• AIM OF THE TASK: Could you write out the part of the ministry memoir below, starting at "At the end of" and ending at "formation and experience.", word for word?

• READING PASSAGE:

------

I was born and raised in the Adelaide Hills in the township of Lobethal, the first of five children. I attended Lutheran primary schools at Springhead and Lobethal, and then became a day student at Concordia College, different from the normal boarder (1967-71).
Then came seven years of study for the ministry at Luther Seminary. We started with a class of 22, but over the years with people deferring or leaving, only 6 of the originals finished together. Others joined along the way, until 15 graduated in 1978. I had good years at ‘Sem’, with lecturers who helped us to engage the Word and apply it into life. The years living in Graebner Hall were formative and enjoyable, full of students studying theology or attending nearby universities, again being exposed to a variety of characters and life.
Seven years studying theology is some time, but formation for ministry takes time and experiences. Being all male created its own culture, and when young women from Lutheran Teachers College joined the campus, it was quite a jolt, and many relationships developed, including when I met Jenni Luhrs in 1976 studying to become a deaconess.
Besides study, the one squash court on campus was very busy, a sport I lost a fair bit of sweat playing. There was also the beginnings of the Adelaide Lutheran Football club, which I played for, and we even won a couple of A grade premierships. Every few years the students used to organize a ‘Sem’ tour, with a concert presented at each town we visited. We travelled both within South Australia, and did an interstate tour to Queensland. There is nothing like the experience of creating a nightly concert, and being billeted out to local congregation people.
On graduation, I was assigned to the Miles parish in western Queensland, and Jenni and I travelled there, recently married at the beginning of 1979. This was a four-point parish, and I would often travel over 300 kms for 3 Sunday services, driving about 40,000 kms a year. It was a far-flung ministry for a first parish. Two of our children, Rebecca and Benjamin, were born during this time.
In 1984 we moved to Beenleigh, between Brisbane and the Gold Coast. A three-point parish, they all existed within 5 kms, having separate 100 year histories, and by the beginning of 1990 I had combined them into 1 congregation, Bethesda Beenleigh. We also enjoyed the music from a Smenge pipe organ, and Jenni created a music ministry there. Kristin was also born there.
Later followed ministry at Glen Waverley, Victoria from mid-1990, a major shift from hot, humid Queensland. These were good years of ministry in a suburban context. Jenni continued to offer colour and creativity, with several large banners and flower arrangements for times of the church year. Here I also combined the congregations of Glen Waverley and Nunawading to be one congregation in structure.
At the end of 2003 I received the Call to become the District Hospital Chaplain, following Pastor Geoff Schirmer. From 2004 we lived at Kensington in inner Melbourne, allowing easy access to the many hospitals (15+). These were very significant years of ministry, bringing together the years of pastoral formation and experience.
This all began with my vicar father, Pastor David Larsen in Toowoomba (1977), where visiting in hospitals and the home were a significant part of ministry. My interest in hospitals continued over the years, being the visiting Lutheran chaplain in my Glen Waverley years at Monash Medical Centre. During my ministry I have had several pastoral supervisors for my development: Rev Drew Lelean, Sister Eveline Crotty, Father Peter Maher and Rev Jan Reeve. Right from the start, I learnt that personal relationships are foundational for effective ministry.

------

• GIVEN INFORMATION:

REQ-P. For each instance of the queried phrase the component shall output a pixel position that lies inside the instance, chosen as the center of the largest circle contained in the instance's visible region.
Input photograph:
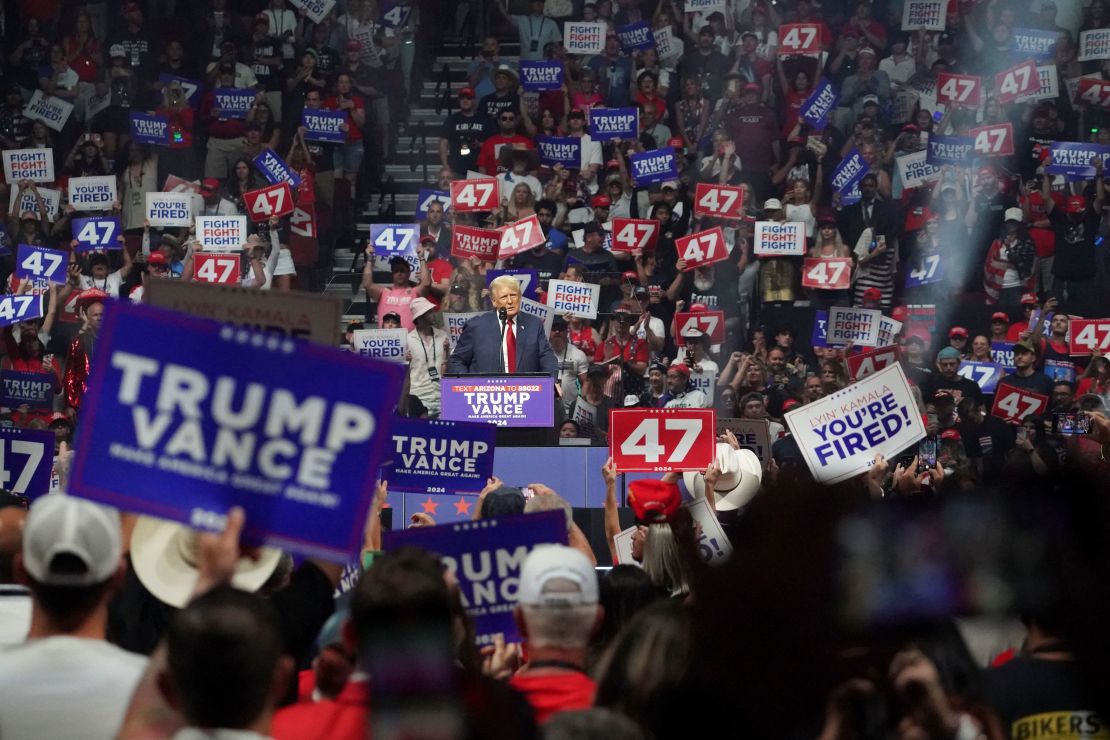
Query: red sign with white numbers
(663, 439)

------

• ANSWER BOX:
At the end of 2003 I received the Call to become the District Hospital Chaplain, following Pastor Geoff Schirmer. From 2004 we lived at Kensington in inner Melbourne, allowing easy access to the many hospitals (15+). These were very significant years of ministry, bringing together the years of pastoral formation and experience.